■ **SET TASK**:
Locate each line in the rows below that contains the string "wooden" and copy it out. Case counts: only lines where the match has the same capitalization qualify.

....

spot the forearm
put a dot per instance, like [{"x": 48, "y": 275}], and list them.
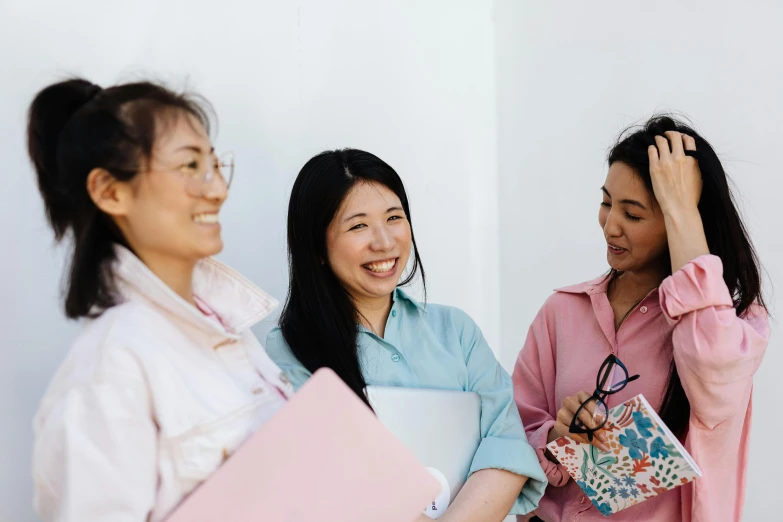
[
  {"x": 685, "y": 232},
  {"x": 487, "y": 496}
]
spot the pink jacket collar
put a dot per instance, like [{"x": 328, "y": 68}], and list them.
[{"x": 237, "y": 301}]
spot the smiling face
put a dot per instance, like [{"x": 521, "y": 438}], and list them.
[
  {"x": 164, "y": 216},
  {"x": 369, "y": 242},
  {"x": 632, "y": 222}
]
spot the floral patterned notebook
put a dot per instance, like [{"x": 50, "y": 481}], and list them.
[{"x": 646, "y": 459}]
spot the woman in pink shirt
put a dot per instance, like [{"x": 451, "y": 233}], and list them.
[{"x": 681, "y": 306}]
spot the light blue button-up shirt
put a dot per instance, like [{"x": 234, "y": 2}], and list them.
[{"x": 440, "y": 347}]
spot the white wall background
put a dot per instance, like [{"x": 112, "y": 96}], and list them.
[
  {"x": 496, "y": 115},
  {"x": 569, "y": 79}
]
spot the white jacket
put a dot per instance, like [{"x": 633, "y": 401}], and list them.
[{"x": 153, "y": 397}]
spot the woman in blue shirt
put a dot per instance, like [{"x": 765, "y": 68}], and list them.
[{"x": 349, "y": 241}]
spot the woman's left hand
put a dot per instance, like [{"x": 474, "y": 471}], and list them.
[{"x": 676, "y": 178}]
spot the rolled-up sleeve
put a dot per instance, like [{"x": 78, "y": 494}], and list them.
[
  {"x": 716, "y": 352},
  {"x": 504, "y": 444},
  {"x": 95, "y": 453},
  {"x": 279, "y": 351},
  {"x": 533, "y": 378}
]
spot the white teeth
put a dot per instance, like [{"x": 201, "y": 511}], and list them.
[
  {"x": 380, "y": 267},
  {"x": 209, "y": 219}
]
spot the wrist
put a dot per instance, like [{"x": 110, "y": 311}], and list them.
[{"x": 679, "y": 215}]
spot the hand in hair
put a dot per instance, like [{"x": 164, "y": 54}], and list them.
[
  {"x": 676, "y": 178},
  {"x": 677, "y": 185}
]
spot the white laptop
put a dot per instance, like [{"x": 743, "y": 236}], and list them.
[{"x": 442, "y": 428}]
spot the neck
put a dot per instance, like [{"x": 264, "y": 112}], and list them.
[
  {"x": 374, "y": 312},
  {"x": 176, "y": 273}
]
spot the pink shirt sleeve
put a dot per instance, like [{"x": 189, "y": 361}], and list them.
[
  {"x": 534, "y": 392},
  {"x": 716, "y": 352}
]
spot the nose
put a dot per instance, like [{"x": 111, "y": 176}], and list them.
[
  {"x": 612, "y": 226},
  {"x": 216, "y": 189},
  {"x": 382, "y": 239}
]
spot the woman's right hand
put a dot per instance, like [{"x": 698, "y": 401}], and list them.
[{"x": 566, "y": 414}]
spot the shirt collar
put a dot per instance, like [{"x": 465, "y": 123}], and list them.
[
  {"x": 594, "y": 286},
  {"x": 599, "y": 285},
  {"x": 401, "y": 295},
  {"x": 237, "y": 301}
]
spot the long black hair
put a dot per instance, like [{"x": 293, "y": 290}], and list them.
[
  {"x": 319, "y": 319},
  {"x": 74, "y": 127},
  {"x": 726, "y": 235}
]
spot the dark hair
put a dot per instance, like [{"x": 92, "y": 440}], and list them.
[
  {"x": 319, "y": 320},
  {"x": 726, "y": 235},
  {"x": 74, "y": 127}
]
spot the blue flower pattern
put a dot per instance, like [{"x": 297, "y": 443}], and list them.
[
  {"x": 590, "y": 492},
  {"x": 604, "y": 508},
  {"x": 658, "y": 449},
  {"x": 635, "y": 445},
  {"x": 635, "y": 441},
  {"x": 643, "y": 424}
]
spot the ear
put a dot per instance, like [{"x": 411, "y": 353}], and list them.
[{"x": 109, "y": 194}]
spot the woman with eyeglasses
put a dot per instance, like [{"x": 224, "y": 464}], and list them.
[
  {"x": 681, "y": 306},
  {"x": 349, "y": 241},
  {"x": 165, "y": 379}
]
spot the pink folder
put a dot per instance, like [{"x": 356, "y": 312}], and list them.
[{"x": 324, "y": 457}]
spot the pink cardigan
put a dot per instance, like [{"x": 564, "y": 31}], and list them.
[{"x": 690, "y": 316}]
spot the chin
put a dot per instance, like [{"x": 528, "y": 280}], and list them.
[{"x": 211, "y": 250}]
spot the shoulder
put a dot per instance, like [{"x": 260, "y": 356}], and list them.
[
  {"x": 277, "y": 348},
  {"x": 106, "y": 354},
  {"x": 113, "y": 343}
]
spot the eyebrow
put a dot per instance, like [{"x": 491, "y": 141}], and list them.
[
  {"x": 195, "y": 148},
  {"x": 362, "y": 214},
  {"x": 626, "y": 201}
]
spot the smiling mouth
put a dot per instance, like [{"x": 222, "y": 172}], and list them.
[
  {"x": 381, "y": 267},
  {"x": 207, "y": 218}
]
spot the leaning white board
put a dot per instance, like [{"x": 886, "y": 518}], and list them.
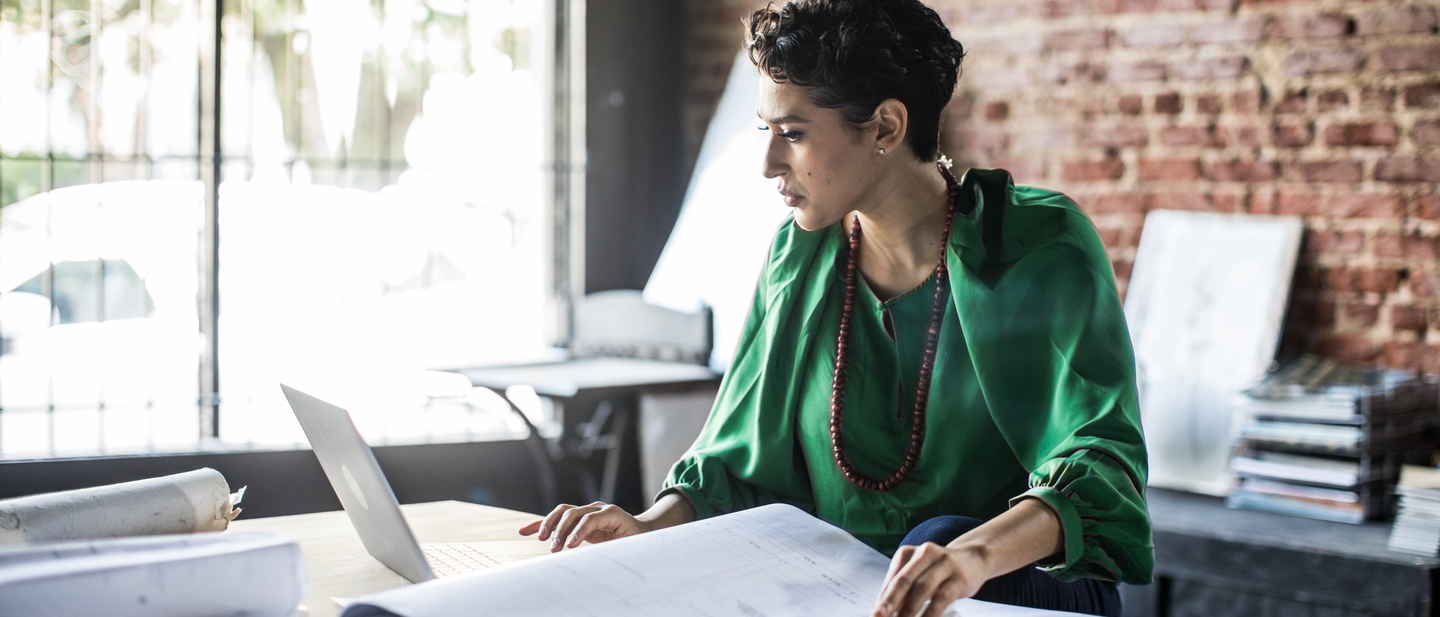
[
  {"x": 1204, "y": 307},
  {"x": 727, "y": 221}
]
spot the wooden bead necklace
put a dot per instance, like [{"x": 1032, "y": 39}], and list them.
[{"x": 922, "y": 392}]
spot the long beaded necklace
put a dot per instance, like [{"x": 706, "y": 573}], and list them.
[{"x": 922, "y": 392}]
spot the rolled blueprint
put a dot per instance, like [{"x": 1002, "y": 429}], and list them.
[
  {"x": 187, "y": 502},
  {"x": 255, "y": 574}
]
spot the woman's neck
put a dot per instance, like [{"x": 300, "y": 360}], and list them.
[{"x": 900, "y": 227}]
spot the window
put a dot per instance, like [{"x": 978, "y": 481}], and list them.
[{"x": 334, "y": 193}]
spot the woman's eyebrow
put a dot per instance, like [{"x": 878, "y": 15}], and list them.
[{"x": 785, "y": 120}]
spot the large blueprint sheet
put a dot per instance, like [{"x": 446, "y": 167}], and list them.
[{"x": 772, "y": 561}]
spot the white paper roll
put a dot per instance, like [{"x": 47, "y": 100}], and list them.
[{"x": 182, "y": 503}]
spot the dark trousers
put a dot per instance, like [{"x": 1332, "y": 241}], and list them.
[{"x": 1026, "y": 587}]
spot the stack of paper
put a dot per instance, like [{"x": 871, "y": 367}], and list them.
[
  {"x": 182, "y": 575},
  {"x": 1417, "y": 525},
  {"x": 1325, "y": 440},
  {"x": 774, "y": 561}
]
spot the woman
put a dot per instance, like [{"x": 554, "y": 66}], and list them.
[{"x": 938, "y": 365}]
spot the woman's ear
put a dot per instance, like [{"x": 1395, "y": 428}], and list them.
[{"x": 892, "y": 121}]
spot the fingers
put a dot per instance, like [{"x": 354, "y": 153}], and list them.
[
  {"x": 566, "y": 525},
  {"x": 909, "y": 578},
  {"x": 598, "y": 521},
  {"x": 948, "y": 593}
]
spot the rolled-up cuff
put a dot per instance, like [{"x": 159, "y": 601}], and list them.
[{"x": 1072, "y": 536}]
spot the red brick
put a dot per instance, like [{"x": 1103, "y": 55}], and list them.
[
  {"x": 1211, "y": 68},
  {"x": 1207, "y": 104},
  {"x": 1085, "y": 170},
  {"x": 1387, "y": 244},
  {"x": 1378, "y": 280},
  {"x": 1110, "y": 237},
  {"x": 1240, "y": 136},
  {"x": 1122, "y": 6},
  {"x": 1335, "y": 242},
  {"x": 1026, "y": 169},
  {"x": 1361, "y": 134},
  {"x": 1198, "y": 202},
  {"x": 1407, "y": 58},
  {"x": 1409, "y": 317},
  {"x": 1424, "y": 284},
  {"x": 1115, "y": 136},
  {"x": 1362, "y": 313},
  {"x": 1079, "y": 39},
  {"x": 1132, "y": 104},
  {"x": 1126, "y": 72},
  {"x": 1198, "y": 5},
  {"x": 1292, "y": 136},
  {"x": 1004, "y": 10},
  {"x": 1312, "y": 26},
  {"x": 1404, "y": 356},
  {"x": 1377, "y": 98},
  {"x": 1010, "y": 45},
  {"x": 1397, "y": 20},
  {"x": 1322, "y": 170},
  {"x": 1292, "y": 103},
  {"x": 1298, "y": 203},
  {"x": 1121, "y": 203},
  {"x": 1322, "y": 61},
  {"x": 1236, "y": 170},
  {"x": 1246, "y": 103},
  {"x": 1332, "y": 100},
  {"x": 1348, "y": 348},
  {"x": 1168, "y": 104},
  {"x": 1427, "y": 133},
  {"x": 1227, "y": 32},
  {"x": 1229, "y": 202},
  {"x": 1187, "y": 136},
  {"x": 1422, "y": 97},
  {"x": 1419, "y": 247},
  {"x": 1407, "y": 169},
  {"x": 1152, "y": 36},
  {"x": 1263, "y": 202},
  {"x": 1177, "y": 169},
  {"x": 1429, "y": 206},
  {"x": 1365, "y": 206}
]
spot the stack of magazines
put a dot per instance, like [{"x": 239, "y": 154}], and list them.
[
  {"x": 1417, "y": 525},
  {"x": 1325, "y": 440}
]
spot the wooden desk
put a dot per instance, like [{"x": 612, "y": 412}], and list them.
[{"x": 339, "y": 565}]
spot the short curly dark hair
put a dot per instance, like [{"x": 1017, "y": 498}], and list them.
[{"x": 854, "y": 54}]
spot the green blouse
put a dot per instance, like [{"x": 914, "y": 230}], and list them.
[{"x": 1033, "y": 394}]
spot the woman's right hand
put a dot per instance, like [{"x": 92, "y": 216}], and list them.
[{"x": 566, "y": 526}]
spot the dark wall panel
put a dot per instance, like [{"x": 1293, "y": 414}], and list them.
[{"x": 637, "y": 166}]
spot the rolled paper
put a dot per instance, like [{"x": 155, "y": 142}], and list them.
[{"x": 187, "y": 502}]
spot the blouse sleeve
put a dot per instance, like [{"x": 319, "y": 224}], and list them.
[
  {"x": 748, "y": 453},
  {"x": 1049, "y": 339},
  {"x": 1102, "y": 516}
]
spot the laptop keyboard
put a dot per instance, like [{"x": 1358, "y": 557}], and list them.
[{"x": 448, "y": 560}]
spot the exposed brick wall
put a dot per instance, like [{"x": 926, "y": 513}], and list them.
[{"x": 1326, "y": 110}]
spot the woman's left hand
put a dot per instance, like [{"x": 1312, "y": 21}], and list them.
[{"x": 929, "y": 573}]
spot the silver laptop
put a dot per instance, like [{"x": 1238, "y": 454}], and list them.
[{"x": 369, "y": 500}]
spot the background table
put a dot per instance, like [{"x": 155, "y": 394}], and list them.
[{"x": 340, "y": 568}]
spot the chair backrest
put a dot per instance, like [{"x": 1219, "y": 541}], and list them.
[{"x": 621, "y": 323}]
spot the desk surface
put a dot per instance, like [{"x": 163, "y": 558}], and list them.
[
  {"x": 570, "y": 376},
  {"x": 337, "y": 562}
]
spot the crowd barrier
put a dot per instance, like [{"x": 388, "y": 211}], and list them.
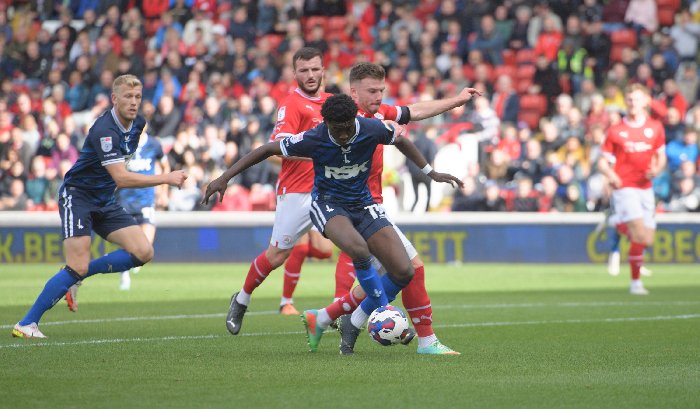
[{"x": 198, "y": 237}]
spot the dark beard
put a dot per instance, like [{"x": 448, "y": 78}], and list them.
[{"x": 309, "y": 91}]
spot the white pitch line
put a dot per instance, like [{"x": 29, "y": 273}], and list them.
[
  {"x": 449, "y": 307},
  {"x": 34, "y": 343}
]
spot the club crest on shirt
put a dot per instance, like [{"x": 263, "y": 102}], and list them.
[{"x": 106, "y": 143}]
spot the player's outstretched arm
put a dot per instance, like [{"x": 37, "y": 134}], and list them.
[
  {"x": 428, "y": 109},
  {"x": 125, "y": 179},
  {"x": 405, "y": 146},
  {"x": 256, "y": 156}
]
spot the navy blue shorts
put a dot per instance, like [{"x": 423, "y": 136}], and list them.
[
  {"x": 82, "y": 212},
  {"x": 145, "y": 216},
  {"x": 367, "y": 219}
]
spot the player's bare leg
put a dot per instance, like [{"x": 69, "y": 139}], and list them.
[{"x": 125, "y": 279}]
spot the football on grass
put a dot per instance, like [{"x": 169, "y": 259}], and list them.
[{"x": 387, "y": 325}]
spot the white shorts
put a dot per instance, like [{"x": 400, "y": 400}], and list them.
[
  {"x": 631, "y": 203},
  {"x": 292, "y": 219},
  {"x": 412, "y": 252}
]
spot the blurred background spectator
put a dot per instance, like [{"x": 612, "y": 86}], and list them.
[{"x": 553, "y": 73}]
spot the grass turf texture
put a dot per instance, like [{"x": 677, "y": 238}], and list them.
[{"x": 531, "y": 336}]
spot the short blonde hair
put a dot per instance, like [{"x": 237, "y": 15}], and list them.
[
  {"x": 127, "y": 79},
  {"x": 637, "y": 87}
]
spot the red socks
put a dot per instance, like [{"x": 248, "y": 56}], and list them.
[
  {"x": 636, "y": 253},
  {"x": 415, "y": 299},
  {"x": 258, "y": 272},
  {"x": 636, "y": 259},
  {"x": 316, "y": 253},
  {"x": 292, "y": 269},
  {"x": 345, "y": 304},
  {"x": 344, "y": 275}
]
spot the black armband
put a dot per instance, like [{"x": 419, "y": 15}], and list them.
[{"x": 405, "y": 115}]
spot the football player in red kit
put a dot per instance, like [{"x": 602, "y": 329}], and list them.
[
  {"x": 300, "y": 111},
  {"x": 633, "y": 154},
  {"x": 367, "y": 88}
]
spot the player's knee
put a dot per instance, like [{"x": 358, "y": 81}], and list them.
[
  {"x": 358, "y": 251},
  {"x": 277, "y": 256},
  {"x": 77, "y": 269},
  {"x": 404, "y": 275},
  {"x": 142, "y": 256}
]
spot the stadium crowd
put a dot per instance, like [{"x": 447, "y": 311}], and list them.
[{"x": 553, "y": 73}]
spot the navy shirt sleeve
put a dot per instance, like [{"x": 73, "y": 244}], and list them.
[
  {"x": 297, "y": 145},
  {"x": 106, "y": 143}
]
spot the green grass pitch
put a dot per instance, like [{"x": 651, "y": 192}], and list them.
[{"x": 531, "y": 336}]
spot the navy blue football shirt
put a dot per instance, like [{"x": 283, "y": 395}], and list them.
[
  {"x": 144, "y": 161},
  {"x": 107, "y": 142},
  {"x": 341, "y": 172}
]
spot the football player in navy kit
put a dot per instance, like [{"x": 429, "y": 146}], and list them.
[
  {"x": 342, "y": 207},
  {"x": 141, "y": 203},
  {"x": 87, "y": 202}
]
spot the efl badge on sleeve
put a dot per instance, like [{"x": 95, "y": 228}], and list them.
[{"x": 106, "y": 143}]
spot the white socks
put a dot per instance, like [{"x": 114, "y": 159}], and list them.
[
  {"x": 358, "y": 318},
  {"x": 243, "y": 297}
]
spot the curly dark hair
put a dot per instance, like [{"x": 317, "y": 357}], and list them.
[{"x": 339, "y": 108}]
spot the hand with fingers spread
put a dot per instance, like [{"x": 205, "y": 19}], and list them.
[
  {"x": 445, "y": 178},
  {"x": 176, "y": 178},
  {"x": 469, "y": 93}
]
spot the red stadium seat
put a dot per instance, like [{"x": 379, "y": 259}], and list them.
[
  {"x": 666, "y": 16},
  {"x": 531, "y": 118},
  {"x": 509, "y": 57},
  {"x": 536, "y": 103},
  {"x": 312, "y": 21},
  {"x": 525, "y": 56},
  {"x": 626, "y": 37},
  {"x": 504, "y": 70},
  {"x": 523, "y": 85},
  {"x": 616, "y": 53},
  {"x": 337, "y": 23},
  {"x": 275, "y": 40},
  {"x": 525, "y": 73}
]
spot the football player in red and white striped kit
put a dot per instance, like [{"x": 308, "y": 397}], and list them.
[
  {"x": 300, "y": 111},
  {"x": 632, "y": 155},
  {"x": 367, "y": 87}
]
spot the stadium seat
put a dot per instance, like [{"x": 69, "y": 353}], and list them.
[
  {"x": 531, "y": 118},
  {"x": 312, "y": 21},
  {"x": 626, "y": 37},
  {"x": 525, "y": 56},
  {"x": 616, "y": 53},
  {"x": 525, "y": 73},
  {"x": 274, "y": 40},
  {"x": 504, "y": 70},
  {"x": 522, "y": 85},
  {"x": 509, "y": 57},
  {"x": 666, "y": 16},
  {"x": 536, "y": 103},
  {"x": 337, "y": 23}
]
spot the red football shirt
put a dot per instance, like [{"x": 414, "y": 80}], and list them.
[
  {"x": 297, "y": 113},
  {"x": 631, "y": 147},
  {"x": 391, "y": 113}
]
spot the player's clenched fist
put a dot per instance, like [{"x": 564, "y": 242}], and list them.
[{"x": 217, "y": 185}]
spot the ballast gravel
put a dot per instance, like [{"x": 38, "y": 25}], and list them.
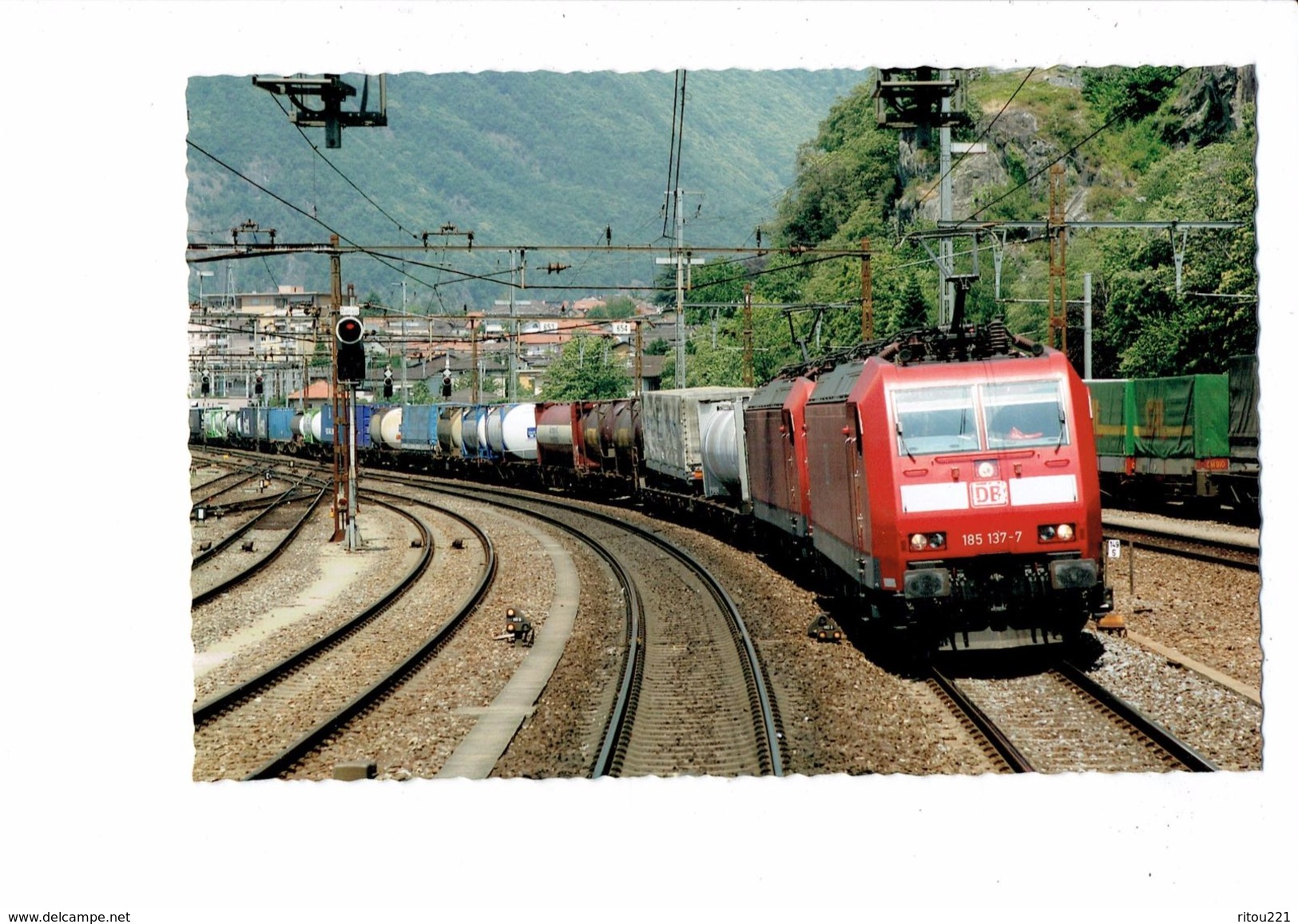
[{"x": 840, "y": 712}]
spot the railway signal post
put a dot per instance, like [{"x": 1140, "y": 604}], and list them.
[{"x": 349, "y": 336}]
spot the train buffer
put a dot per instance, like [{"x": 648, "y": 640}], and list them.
[{"x": 1113, "y": 622}]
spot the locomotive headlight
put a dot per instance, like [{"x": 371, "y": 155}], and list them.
[
  {"x": 1057, "y": 533},
  {"x": 927, "y": 540}
]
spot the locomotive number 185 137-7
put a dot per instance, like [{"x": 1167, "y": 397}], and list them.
[{"x": 996, "y": 537}]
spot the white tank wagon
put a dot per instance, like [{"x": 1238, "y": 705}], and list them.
[
  {"x": 386, "y": 427},
  {"x": 451, "y": 430},
  {"x": 723, "y": 448},
  {"x": 674, "y": 422},
  {"x": 512, "y": 431}
]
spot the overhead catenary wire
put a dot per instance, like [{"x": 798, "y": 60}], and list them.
[{"x": 966, "y": 153}]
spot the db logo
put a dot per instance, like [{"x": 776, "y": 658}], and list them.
[{"x": 990, "y": 494}]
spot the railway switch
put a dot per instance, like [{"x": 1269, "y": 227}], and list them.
[
  {"x": 349, "y": 334},
  {"x": 824, "y": 629},
  {"x": 518, "y": 627}
]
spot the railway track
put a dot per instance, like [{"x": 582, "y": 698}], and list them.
[
  {"x": 692, "y": 697},
  {"x": 288, "y": 529},
  {"x": 263, "y": 727},
  {"x": 1185, "y": 543},
  {"x": 1062, "y": 720}
]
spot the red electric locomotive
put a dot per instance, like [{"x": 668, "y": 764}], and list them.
[{"x": 955, "y": 484}]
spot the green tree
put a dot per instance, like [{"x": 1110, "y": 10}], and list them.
[
  {"x": 617, "y": 307},
  {"x": 585, "y": 369}
]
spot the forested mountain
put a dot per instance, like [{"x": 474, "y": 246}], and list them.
[
  {"x": 519, "y": 159},
  {"x": 556, "y": 159},
  {"x": 1145, "y": 145}
]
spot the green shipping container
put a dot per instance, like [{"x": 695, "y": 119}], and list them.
[{"x": 1183, "y": 417}]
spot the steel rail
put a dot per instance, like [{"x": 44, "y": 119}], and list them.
[
  {"x": 263, "y": 562},
  {"x": 766, "y": 720},
  {"x": 1190, "y": 554},
  {"x": 617, "y": 728},
  {"x": 284, "y": 498},
  {"x": 218, "y": 704},
  {"x": 1137, "y": 720},
  {"x": 409, "y": 666}
]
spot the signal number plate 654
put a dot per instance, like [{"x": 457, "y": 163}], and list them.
[{"x": 990, "y": 494}]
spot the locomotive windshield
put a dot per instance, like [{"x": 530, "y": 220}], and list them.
[
  {"x": 945, "y": 419},
  {"x": 1023, "y": 414}
]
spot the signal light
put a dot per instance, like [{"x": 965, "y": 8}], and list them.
[
  {"x": 919, "y": 541},
  {"x": 824, "y": 629},
  {"x": 349, "y": 334}
]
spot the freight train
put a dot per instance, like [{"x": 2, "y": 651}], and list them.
[
  {"x": 945, "y": 482},
  {"x": 1190, "y": 439}
]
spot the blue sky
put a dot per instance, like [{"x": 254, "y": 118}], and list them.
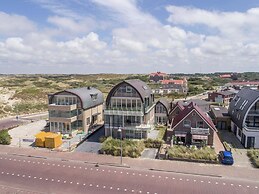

....

■ **OUTPUT FOR THIS EXERCISE**:
spot the wooden bead necklace
spot the wooden desk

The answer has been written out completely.